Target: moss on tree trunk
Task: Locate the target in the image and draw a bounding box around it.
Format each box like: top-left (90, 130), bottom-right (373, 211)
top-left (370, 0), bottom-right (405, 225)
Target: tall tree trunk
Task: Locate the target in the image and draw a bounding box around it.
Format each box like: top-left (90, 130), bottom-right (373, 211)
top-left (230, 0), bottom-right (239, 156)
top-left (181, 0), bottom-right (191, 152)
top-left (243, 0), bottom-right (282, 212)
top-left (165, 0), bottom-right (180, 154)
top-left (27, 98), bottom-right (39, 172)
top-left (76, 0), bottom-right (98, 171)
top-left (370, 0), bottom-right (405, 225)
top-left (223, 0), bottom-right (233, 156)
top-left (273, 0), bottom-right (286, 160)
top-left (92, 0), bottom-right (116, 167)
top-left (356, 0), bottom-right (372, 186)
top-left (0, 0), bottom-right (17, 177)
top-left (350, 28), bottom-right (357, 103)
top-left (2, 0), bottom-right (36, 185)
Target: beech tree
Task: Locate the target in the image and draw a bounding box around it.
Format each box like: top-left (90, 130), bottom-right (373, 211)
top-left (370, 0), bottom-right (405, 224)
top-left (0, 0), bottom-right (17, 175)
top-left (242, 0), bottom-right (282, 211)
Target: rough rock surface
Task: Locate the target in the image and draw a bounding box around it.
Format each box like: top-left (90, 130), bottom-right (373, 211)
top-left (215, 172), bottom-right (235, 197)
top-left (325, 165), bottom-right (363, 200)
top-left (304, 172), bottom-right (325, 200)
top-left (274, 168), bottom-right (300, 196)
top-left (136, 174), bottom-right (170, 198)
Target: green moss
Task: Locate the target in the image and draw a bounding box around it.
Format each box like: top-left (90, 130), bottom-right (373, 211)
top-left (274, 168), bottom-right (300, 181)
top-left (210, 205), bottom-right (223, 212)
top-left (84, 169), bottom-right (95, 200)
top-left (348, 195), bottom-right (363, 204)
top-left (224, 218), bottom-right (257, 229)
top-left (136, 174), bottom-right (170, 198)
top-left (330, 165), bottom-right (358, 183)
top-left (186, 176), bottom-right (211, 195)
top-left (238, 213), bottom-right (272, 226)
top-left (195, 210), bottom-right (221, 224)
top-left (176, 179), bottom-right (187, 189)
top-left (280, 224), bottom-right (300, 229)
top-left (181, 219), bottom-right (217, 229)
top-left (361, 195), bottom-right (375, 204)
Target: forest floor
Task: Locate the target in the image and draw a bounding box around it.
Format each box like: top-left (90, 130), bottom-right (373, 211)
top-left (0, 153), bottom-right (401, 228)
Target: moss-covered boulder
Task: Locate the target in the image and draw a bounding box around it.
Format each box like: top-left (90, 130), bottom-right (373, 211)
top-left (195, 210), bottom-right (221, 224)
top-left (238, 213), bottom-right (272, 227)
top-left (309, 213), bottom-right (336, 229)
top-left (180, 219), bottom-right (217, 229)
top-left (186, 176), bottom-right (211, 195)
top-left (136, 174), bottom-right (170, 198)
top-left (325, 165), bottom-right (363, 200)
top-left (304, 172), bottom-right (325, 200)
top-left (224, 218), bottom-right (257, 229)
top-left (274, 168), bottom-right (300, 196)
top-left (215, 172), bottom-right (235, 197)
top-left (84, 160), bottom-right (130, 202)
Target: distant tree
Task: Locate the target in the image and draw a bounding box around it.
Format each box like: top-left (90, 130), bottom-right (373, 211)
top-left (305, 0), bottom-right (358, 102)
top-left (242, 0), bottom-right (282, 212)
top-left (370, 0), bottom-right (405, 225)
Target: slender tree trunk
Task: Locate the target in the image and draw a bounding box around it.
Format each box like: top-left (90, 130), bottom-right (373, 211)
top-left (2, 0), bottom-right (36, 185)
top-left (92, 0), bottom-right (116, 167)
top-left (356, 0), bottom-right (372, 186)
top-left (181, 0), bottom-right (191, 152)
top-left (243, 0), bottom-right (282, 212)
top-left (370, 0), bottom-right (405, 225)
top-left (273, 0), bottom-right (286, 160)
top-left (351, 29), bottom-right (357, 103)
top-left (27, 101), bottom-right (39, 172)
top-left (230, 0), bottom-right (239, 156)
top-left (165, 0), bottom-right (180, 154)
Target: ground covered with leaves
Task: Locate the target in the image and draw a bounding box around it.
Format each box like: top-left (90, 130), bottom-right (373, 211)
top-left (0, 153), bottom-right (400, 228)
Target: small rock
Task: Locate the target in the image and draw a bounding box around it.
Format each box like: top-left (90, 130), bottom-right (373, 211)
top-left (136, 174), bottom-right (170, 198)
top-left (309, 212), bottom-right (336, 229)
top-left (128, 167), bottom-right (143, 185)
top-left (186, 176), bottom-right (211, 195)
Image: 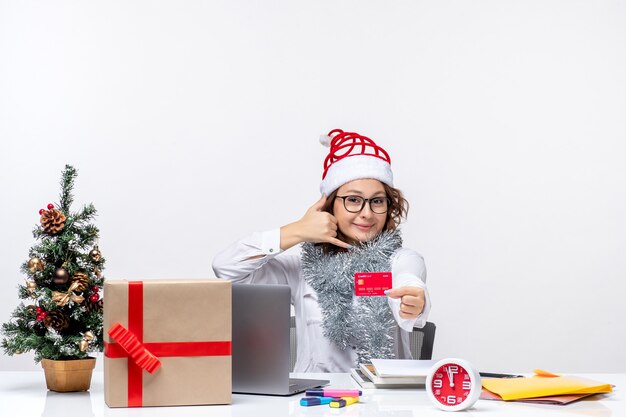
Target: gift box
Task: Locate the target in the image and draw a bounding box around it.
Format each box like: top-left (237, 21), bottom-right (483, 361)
top-left (103, 279), bottom-right (231, 407)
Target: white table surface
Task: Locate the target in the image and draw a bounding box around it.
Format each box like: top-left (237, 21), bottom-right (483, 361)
top-left (0, 371), bottom-right (621, 417)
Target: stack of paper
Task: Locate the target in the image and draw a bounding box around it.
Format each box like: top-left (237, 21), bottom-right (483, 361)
top-left (371, 359), bottom-right (436, 377)
top-left (350, 359), bottom-right (436, 389)
top-left (481, 370), bottom-right (613, 405)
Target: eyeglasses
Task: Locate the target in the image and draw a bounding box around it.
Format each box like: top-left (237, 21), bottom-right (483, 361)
top-left (336, 195), bottom-right (390, 214)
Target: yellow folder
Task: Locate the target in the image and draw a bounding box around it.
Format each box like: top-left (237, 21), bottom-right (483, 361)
top-left (482, 371), bottom-right (612, 401)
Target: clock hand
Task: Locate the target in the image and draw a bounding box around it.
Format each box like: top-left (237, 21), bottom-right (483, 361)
top-left (446, 367), bottom-right (454, 387)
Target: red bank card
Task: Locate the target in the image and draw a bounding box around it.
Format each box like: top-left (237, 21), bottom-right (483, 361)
top-left (354, 272), bottom-right (392, 296)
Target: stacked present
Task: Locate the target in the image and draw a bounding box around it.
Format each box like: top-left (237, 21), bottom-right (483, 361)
top-left (103, 279), bottom-right (231, 407)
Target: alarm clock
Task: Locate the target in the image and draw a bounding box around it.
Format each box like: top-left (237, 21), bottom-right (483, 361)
top-left (426, 358), bottom-right (482, 411)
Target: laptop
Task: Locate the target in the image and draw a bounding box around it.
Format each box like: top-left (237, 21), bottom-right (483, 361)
top-left (232, 283), bottom-right (329, 395)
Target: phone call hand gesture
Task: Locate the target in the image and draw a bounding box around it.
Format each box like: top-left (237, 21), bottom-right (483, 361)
top-left (280, 195), bottom-right (350, 250)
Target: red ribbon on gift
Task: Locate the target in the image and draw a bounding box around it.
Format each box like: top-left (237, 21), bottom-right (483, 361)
top-left (108, 323), bottom-right (162, 374)
top-left (104, 281), bottom-right (232, 407)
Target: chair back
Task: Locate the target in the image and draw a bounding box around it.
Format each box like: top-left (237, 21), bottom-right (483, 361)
top-left (289, 316), bottom-right (297, 372)
top-left (408, 321), bottom-right (436, 360)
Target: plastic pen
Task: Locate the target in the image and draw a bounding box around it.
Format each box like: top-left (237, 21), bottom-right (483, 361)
top-left (480, 372), bottom-right (524, 378)
top-left (300, 396), bottom-right (335, 407)
top-left (306, 389), bottom-right (362, 397)
top-left (330, 396), bottom-right (359, 408)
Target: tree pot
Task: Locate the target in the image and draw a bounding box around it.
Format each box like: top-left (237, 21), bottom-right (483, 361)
top-left (41, 357), bottom-right (96, 392)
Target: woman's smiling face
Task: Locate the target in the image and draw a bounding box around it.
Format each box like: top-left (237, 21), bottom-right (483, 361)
top-left (332, 179), bottom-right (388, 245)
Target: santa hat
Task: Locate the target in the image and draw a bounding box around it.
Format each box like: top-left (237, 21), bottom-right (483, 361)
top-left (319, 129), bottom-right (394, 196)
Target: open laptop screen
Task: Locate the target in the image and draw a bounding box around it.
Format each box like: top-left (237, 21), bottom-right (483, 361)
top-left (231, 283), bottom-right (328, 395)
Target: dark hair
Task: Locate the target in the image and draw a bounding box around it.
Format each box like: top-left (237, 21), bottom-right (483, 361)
top-left (318, 183), bottom-right (409, 253)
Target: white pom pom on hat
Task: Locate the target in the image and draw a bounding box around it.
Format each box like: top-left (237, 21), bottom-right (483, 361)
top-left (319, 129), bottom-right (394, 196)
top-left (319, 134), bottom-right (332, 147)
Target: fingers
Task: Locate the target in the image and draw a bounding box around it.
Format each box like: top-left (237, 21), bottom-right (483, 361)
top-left (386, 287), bottom-right (425, 319)
top-left (310, 194), bottom-right (327, 212)
top-left (327, 236), bottom-right (351, 249)
top-left (316, 211), bottom-right (337, 232)
top-left (385, 286), bottom-right (422, 298)
top-left (384, 287), bottom-right (406, 299)
top-left (399, 309), bottom-right (419, 320)
top-left (400, 294), bottom-right (421, 308)
top-left (320, 212), bottom-right (339, 234)
top-left (302, 196), bottom-right (349, 250)
top-left (398, 298), bottom-right (424, 319)
top-left (298, 197), bottom-right (346, 246)
top-left (320, 213), bottom-right (349, 248)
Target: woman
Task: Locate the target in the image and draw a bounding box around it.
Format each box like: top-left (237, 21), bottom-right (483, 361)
top-left (212, 129), bottom-right (430, 372)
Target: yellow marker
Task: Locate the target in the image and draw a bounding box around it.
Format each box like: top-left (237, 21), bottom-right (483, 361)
top-left (329, 396), bottom-right (359, 408)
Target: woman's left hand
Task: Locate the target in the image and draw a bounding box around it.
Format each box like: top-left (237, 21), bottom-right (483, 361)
top-left (385, 286), bottom-right (425, 320)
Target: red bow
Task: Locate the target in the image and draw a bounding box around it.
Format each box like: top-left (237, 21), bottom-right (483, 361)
top-left (108, 322), bottom-right (161, 374)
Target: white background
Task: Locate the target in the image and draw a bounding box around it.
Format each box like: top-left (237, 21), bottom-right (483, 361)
top-left (1, 0), bottom-right (625, 373)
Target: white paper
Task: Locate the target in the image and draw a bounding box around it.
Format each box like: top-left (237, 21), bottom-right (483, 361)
top-left (371, 359), bottom-right (437, 377)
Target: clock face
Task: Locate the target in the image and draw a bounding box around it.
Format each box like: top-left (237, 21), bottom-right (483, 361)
top-left (430, 363), bottom-right (473, 406)
top-left (426, 359), bottom-right (481, 411)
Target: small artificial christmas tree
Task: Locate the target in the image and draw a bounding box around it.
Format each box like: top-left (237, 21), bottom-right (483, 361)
top-left (2, 165), bottom-right (105, 364)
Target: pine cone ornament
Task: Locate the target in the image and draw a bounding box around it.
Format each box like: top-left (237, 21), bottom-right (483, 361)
top-left (84, 298), bottom-right (103, 314)
top-left (72, 272), bottom-right (90, 292)
top-left (40, 209), bottom-right (66, 234)
top-left (43, 310), bottom-right (70, 331)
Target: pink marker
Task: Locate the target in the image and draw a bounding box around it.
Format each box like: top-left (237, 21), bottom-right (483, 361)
top-left (305, 389), bottom-right (362, 397)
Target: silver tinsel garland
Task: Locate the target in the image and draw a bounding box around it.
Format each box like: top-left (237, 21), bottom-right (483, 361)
top-left (301, 230), bottom-right (402, 365)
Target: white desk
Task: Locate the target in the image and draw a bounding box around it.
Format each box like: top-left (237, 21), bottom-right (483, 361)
top-left (0, 372), bottom-right (621, 417)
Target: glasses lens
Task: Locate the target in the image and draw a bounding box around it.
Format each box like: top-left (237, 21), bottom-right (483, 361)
top-left (369, 197), bottom-right (389, 214)
top-left (343, 196), bottom-right (364, 213)
top-left (341, 196), bottom-right (389, 214)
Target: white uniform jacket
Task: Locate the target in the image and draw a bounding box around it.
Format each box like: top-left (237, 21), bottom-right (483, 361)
top-left (212, 228), bottom-right (431, 373)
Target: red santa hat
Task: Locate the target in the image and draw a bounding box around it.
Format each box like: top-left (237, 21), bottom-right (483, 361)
top-left (319, 129), bottom-right (394, 196)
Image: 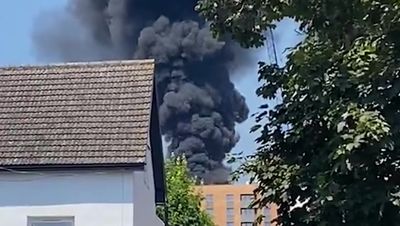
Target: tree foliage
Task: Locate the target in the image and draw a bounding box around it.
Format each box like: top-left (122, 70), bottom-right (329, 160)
top-left (157, 156), bottom-right (215, 226)
top-left (197, 0), bottom-right (400, 225)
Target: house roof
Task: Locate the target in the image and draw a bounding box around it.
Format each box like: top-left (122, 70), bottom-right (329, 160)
top-left (0, 59), bottom-right (156, 167)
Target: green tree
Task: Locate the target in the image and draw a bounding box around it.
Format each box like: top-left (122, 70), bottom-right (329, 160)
top-left (197, 0), bottom-right (400, 225)
top-left (157, 156), bottom-right (215, 226)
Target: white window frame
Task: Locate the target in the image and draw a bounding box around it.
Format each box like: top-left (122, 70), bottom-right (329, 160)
top-left (28, 216), bottom-right (74, 226)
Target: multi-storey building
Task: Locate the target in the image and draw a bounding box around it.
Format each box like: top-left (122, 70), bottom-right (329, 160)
top-left (197, 184), bottom-right (277, 226)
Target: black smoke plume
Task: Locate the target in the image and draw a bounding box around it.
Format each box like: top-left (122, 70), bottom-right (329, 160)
top-left (33, 0), bottom-right (249, 184)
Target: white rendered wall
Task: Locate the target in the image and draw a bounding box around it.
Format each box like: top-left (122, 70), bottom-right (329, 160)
top-left (0, 169), bottom-right (134, 226)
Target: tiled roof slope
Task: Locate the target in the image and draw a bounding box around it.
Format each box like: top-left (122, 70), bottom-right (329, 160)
top-left (0, 59), bottom-right (155, 167)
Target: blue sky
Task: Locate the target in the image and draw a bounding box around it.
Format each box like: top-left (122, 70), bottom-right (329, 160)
top-left (0, 0), bottom-right (66, 65)
top-left (233, 20), bottom-right (303, 160)
top-left (0, 0), bottom-right (303, 175)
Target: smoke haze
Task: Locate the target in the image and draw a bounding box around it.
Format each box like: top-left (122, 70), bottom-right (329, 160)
top-left (33, 0), bottom-right (249, 184)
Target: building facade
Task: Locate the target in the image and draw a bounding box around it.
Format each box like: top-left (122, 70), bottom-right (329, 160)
top-left (197, 184), bottom-right (277, 226)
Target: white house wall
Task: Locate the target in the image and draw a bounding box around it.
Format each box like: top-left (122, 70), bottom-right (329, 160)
top-left (0, 169), bottom-right (134, 226)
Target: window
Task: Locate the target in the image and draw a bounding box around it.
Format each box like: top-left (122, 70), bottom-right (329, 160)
top-left (226, 194), bottom-right (235, 224)
top-left (263, 207), bottom-right (271, 226)
top-left (206, 194), bottom-right (214, 208)
top-left (241, 208), bottom-right (256, 222)
top-left (28, 217), bottom-right (74, 226)
top-left (206, 208), bottom-right (214, 216)
top-left (240, 194), bottom-right (254, 208)
top-left (226, 207), bottom-right (235, 222)
top-left (205, 194), bottom-right (214, 216)
top-left (226, 194), bottom-right (234, 208)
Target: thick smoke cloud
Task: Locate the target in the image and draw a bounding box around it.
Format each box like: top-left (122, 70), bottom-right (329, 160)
top-left (33, 0), bottom-right (249, 184)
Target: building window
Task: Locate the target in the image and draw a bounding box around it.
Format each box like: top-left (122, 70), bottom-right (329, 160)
top-left (226, 194), bottom-right (234, 208)
top-left (226, 207), bottom-right (235, 222)
top-left (263, 207), bottom-right (271, 226)
top-left (240, 194), bottom-right (256, 224)
top-left (226, 194), bottom-right (235, 225)
top-left (206, 194), bottom-right (214, 208)
top-left (240, 194), bottom-right (254, 208)
top-left (28, 217), bottom-right (74, 226)
top-left (206, 194), bottom-right (214, 216)
top-left (226, 222), bottom-right (234, 226)
top-left (241, 208), bottom-right (256, 223)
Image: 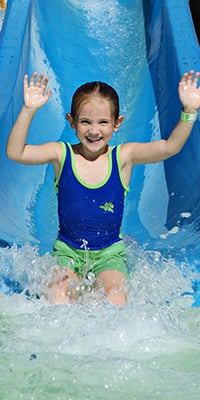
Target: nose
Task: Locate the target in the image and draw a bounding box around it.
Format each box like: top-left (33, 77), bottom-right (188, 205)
top-left (88, 123), bottom-right (100, 135)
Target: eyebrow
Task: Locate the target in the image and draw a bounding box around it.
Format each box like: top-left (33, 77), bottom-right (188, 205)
top-left (78, 117), bottom-right (92, 122)
top-left (78, 117), bottom-right (112, 122)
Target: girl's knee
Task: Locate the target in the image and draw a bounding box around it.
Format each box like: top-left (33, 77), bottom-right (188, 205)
top-left (106, 286), bottom-right (127, 307)
top-left (97, 270), bottom-right (128, 307)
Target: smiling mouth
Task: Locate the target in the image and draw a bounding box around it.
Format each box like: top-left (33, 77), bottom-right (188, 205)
top-left (86, 135), bottom-right (103, 143)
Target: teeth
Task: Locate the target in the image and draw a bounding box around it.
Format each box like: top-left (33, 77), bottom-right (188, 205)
top-left (87, 136), bottom-right (102, 142)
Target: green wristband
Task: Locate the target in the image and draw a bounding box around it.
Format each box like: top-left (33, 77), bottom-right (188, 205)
top-left (181, 110), bottom-right (198, 123)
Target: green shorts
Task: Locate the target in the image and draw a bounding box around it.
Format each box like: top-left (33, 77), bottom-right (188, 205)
top-left (52, 239), bottom-right (129, 279)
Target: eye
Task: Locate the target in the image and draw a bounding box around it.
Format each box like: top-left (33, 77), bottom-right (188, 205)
top-left (99, 120), bottom-right (109, 125)
top-left (79, 119), bottom-right (91, 125)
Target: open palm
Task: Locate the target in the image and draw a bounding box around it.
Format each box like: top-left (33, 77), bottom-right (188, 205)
top-left (179, 71), bottom-right (200, 111)
top-left (24, 72), bottom-right (51, 109)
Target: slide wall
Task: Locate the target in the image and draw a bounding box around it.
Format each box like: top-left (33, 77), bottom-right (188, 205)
top-left (0, 0), bottom-right (200, 263)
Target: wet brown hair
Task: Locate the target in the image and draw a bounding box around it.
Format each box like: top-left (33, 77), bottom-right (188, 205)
top-left (70, 81), bottom-right (119, 121)
top-left (0, 0), bottom-right (6, 10)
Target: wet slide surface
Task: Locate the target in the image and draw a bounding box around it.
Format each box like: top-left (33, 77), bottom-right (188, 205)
top-left (0, 0), bottom-right (200, 260)
top-left (1, 4), bottom-right (200, 399)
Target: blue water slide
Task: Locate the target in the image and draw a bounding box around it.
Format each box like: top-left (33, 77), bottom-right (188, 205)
top-left (0, 0), bottom-right (200, 263)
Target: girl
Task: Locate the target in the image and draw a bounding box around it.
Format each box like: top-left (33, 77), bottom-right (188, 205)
top-left (7, 71), bottom-right (200, 306)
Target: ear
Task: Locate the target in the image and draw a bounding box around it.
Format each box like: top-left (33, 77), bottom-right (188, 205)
top-left (113, 115), bottom-right (124, 131)
top-left (66, 113), bottom-right (76, 129)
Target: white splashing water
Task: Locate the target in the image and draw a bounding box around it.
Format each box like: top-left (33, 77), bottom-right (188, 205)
top-left (0, 237), bottom-right (200, 400)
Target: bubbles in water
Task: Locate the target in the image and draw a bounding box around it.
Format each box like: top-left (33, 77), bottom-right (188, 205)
top-left (0, 244), bottom-right (57, 297)
top-left (1, 237), bottom-right (200, 399)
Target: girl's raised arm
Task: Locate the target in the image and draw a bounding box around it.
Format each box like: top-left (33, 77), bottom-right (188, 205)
top-left (121, 70), bottom-right (200, 167)
top-left (6, 73), bottom-right (60, 166)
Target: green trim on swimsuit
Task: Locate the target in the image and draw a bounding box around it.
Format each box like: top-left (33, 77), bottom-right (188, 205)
top-left (54, 142), bottom-right (129, 194)
top-left (116, 145), bottom-right (129, 194)
top-left (69, 143), bottom-right (113, 189)
top-left (54, 142), bottom-right (66, 193)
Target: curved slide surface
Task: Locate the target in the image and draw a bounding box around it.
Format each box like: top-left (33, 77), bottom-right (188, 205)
top-left (0, 0), bottom-right (200, 265)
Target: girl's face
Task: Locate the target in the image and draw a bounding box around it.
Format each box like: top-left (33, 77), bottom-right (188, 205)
top-left (67, 96), bottom-right (123, 155)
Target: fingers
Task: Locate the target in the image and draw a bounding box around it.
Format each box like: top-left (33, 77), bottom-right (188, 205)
top-left (180, 70), bottom-right (200, 87)
top-left (24, 72), bottom-right (49, 89)
top-left (192, 71), bottom-right (200, 85)
top-left (35, 73), bottom-right (49, 89)
top-left (179, 70), bottom-right (194, 87)
top-left (29, 71), bottom-right (38, 87)
top-left (23, 73), bottom-right (31, 89)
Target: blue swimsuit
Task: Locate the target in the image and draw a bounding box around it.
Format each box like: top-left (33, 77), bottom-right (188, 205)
top-left (55, 142), bottom-right (129, 250)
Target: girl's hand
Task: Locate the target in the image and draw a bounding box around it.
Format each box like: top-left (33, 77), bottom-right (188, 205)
top-left (24, 72), bottom-right (51, 109)
top-left (179, 70), bottom-right (200, 113)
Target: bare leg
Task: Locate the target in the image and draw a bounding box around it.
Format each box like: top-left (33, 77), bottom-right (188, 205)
top-left (97, 270), bottom-right (127, 307)
top-left (47, 267), bottom-right (79, 304)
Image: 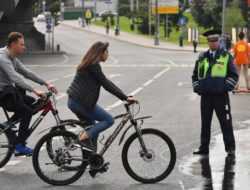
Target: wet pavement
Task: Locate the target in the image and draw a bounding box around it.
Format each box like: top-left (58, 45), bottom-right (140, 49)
top-left (180, 128), bottom-right (250, 190)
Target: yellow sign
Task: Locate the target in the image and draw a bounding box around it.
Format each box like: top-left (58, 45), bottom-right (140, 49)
top-left (152, 6), bottom-right (179, 14)
top-left (151, 0), bottom-right (179, 14)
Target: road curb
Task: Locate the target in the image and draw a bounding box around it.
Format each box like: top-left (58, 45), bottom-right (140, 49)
top-left (60, 22), bottom-right (206, 53)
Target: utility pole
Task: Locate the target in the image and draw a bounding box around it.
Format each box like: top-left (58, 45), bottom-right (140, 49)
top-left (154, 0), bottom-right (159, 45)
top-left (148, 0), bottom-right (152, 35)
top-left (115, 0), bottom-right (120, 35)
top-left (42, 0), bottom-right (46, 13)
top-left (81, 0), bottom-right (85, 27)
top-left (94, 0), bottom-right (97, 21)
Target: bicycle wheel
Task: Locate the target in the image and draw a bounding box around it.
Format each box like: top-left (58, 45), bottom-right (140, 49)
top-left (122, 128), bottom-right (176, 183)
top-left (32, 130), bottom-right (87, 186)
top-left (0, 124), bottom-right (15, 168)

§ **WHAT TO PRODUCE**: Please work out how many lines of the listing hold the word "yellow" and reply with only that number.

§ **EXERCISE RESPONSE**: 3